====== Excerpt to read ======
I mean, here in California, shit back in Boston too, I know numerous dudes who overstayed their visa, married a US citizen, and they're all set to stay. Fuck, I know a Canadian-Bulgarian with no income, who got married, divorced, went rogue, got married again and now has a green card.
[close]


what do you mean by that exactly?
[close]

In spain, for instance, 500k Euro investment or real estate purchase makes one and their family eligible for visa/residency. Portugal, 350k Euro investment, eligible for citizenship in 5 years. Ireland 1million.

Not that I can even dream of affording that sort of thing, but I know a woman from Colombia who has numerous visas due to her family owning a multinational shipping corporation and dropping bank all over the globe. I think she's got US, British, Colombia, and maybe one more.
[close]

that's crazy, I had no idea....I thought you guys meant proving you have X amount of money in your accounts, not actually investing in the local economy. Now I get it, I guess it makes sense from an economic point of view. You can't turn away investors.
Also to the guy who said there are english-speaking jobs: yes there are, but from what I've seen it's pretty much limited to teaching english, bartending in Irish pubs, things like that. I really doubt you can get any job with responsabilities whithout speaking the local language.
====== Raw data ======
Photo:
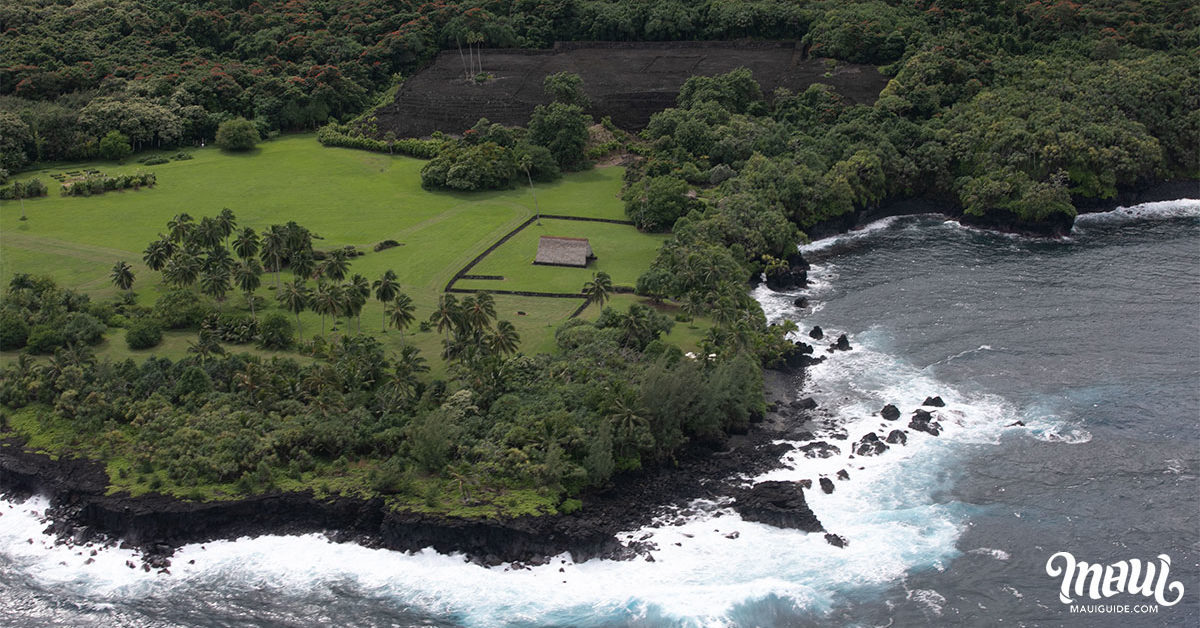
======
Please extend the forum thread on visas and residency by picking up right after its last sentence.

Having money in your bank account doesn't really do anything for you visa/citizenship/residency wise because that money isn't really doing anything for X country. If you invest in property, a business, etc... then it kind of makes sense that they'd give you residency because you'll probably need to be there for an extended period of time.

But there is a catch for most countries that give you residency just for purchasing property - you're still not allowed to work there. Those schemes tend to be aged at retirees. They don't want you taking jobs from the country's citizens, they just want you putting money into their economy.

For marriage, your spouse will still have to meet certain requirements to get your resident permit approved but it's generally a shoe in - let's assume we're talking about a legitimate marriage here.

If you speak English and don't learn the local language, you generally restrict yourselves to the jobs mentioned above. You'll also ostracize yourself from the locals to a very large extent, depending. But it does also depend on the industry as well. If you work in tech then it will most likely be easier for you to get by on just English, for instance. Still, once you're living in X country, learning the local language will get you out of a bubble and open up more opportunities if you intend to stay there long term.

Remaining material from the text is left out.